Dataset excerpts on pointing at objects
----------------------------------------
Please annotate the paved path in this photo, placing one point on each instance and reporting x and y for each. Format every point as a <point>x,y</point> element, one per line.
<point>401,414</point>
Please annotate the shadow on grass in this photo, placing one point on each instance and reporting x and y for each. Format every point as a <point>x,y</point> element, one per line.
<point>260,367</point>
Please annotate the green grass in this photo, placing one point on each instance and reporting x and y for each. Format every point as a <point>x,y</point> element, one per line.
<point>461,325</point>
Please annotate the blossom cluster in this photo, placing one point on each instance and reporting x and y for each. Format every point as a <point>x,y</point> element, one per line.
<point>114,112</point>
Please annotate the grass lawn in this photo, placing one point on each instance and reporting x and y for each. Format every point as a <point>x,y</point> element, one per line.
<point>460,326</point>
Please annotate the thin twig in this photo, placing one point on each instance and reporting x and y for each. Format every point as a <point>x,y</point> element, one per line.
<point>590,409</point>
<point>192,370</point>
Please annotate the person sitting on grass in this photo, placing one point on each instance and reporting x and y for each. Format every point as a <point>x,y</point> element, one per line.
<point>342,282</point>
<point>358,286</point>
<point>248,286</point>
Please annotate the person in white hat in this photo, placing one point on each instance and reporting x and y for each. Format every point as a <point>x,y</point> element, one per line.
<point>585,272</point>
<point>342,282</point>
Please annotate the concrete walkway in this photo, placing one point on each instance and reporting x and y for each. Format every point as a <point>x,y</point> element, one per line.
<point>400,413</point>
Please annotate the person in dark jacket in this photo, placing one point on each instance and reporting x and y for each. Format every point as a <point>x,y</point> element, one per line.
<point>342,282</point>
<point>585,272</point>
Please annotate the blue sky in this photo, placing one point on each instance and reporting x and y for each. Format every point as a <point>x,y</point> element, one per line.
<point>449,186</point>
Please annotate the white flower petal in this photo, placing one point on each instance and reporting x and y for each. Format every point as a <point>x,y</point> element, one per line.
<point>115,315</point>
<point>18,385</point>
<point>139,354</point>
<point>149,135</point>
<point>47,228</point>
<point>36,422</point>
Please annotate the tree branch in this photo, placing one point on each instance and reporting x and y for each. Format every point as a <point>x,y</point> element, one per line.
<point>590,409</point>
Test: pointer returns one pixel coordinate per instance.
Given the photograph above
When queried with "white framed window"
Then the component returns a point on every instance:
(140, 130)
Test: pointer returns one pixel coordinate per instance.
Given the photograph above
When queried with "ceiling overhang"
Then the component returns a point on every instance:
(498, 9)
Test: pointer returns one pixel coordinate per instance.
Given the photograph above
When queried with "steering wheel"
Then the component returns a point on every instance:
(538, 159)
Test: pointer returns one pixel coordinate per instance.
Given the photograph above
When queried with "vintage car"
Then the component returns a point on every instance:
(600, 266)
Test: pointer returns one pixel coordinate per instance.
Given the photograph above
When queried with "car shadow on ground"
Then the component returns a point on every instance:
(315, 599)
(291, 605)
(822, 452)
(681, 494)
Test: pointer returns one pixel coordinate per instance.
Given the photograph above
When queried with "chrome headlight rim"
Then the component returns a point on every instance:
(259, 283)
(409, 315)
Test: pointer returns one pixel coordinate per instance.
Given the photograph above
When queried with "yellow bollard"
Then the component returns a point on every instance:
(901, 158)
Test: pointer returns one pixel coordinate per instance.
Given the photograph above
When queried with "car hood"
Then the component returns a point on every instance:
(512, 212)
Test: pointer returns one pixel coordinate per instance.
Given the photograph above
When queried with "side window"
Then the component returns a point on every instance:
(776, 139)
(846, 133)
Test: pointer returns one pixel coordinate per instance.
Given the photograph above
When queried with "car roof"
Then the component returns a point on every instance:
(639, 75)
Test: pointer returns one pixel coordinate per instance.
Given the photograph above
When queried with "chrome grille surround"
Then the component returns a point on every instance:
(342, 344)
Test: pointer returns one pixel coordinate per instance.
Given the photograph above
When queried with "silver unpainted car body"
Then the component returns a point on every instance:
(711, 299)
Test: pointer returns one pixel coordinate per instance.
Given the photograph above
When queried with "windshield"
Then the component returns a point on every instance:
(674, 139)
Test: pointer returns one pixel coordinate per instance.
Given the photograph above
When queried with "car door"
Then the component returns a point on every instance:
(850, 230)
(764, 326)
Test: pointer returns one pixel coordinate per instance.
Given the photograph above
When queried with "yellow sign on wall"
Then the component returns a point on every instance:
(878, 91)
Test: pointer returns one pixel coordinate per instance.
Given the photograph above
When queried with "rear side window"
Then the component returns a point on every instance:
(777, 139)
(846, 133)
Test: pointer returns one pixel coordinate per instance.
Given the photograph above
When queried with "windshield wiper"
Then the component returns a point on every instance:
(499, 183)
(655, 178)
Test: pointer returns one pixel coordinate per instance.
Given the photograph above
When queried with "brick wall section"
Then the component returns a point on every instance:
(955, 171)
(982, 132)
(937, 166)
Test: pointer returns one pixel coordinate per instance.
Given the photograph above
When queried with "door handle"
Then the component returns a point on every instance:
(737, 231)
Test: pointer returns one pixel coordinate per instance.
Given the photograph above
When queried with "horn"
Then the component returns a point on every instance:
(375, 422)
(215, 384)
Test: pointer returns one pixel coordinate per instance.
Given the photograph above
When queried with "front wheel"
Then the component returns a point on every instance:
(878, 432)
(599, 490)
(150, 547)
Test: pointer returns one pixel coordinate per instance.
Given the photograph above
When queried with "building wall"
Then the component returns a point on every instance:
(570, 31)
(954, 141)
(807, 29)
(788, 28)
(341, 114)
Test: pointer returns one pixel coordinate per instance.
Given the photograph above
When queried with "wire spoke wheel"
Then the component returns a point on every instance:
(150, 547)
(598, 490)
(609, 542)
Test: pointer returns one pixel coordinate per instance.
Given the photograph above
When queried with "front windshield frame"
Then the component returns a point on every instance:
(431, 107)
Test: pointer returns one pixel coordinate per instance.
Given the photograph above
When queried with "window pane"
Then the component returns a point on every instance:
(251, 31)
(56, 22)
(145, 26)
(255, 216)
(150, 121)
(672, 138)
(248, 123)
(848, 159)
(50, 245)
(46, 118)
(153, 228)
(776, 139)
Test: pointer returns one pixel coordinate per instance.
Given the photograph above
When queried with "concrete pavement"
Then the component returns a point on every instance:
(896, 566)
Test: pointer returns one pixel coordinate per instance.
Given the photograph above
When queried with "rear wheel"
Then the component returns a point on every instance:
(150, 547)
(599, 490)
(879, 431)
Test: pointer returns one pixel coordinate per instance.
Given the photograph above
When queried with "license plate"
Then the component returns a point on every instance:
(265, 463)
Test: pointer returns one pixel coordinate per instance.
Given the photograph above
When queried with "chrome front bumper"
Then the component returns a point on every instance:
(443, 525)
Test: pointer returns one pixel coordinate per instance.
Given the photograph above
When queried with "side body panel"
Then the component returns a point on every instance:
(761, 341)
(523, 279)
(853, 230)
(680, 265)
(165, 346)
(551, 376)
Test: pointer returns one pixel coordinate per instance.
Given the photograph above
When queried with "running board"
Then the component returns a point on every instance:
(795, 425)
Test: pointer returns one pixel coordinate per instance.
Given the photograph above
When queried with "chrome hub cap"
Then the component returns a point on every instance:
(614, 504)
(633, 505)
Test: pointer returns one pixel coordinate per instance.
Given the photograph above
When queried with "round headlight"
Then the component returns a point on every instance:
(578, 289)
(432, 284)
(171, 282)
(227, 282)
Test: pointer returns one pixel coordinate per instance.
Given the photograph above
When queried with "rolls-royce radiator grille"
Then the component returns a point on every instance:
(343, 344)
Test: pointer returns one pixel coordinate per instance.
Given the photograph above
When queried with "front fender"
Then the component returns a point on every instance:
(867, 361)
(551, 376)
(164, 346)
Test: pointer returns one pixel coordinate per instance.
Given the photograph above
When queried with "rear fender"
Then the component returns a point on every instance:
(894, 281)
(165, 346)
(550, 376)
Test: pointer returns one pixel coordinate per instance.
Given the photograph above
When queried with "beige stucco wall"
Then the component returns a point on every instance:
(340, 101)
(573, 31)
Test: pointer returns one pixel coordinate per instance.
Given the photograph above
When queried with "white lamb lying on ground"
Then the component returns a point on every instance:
----------------------------------------
Work required >> Which lines in the data above contain the word "yellow"? Copy each one.

Answer >>
When queried with "yellow bollard"
When queried with "yellow sign on wall"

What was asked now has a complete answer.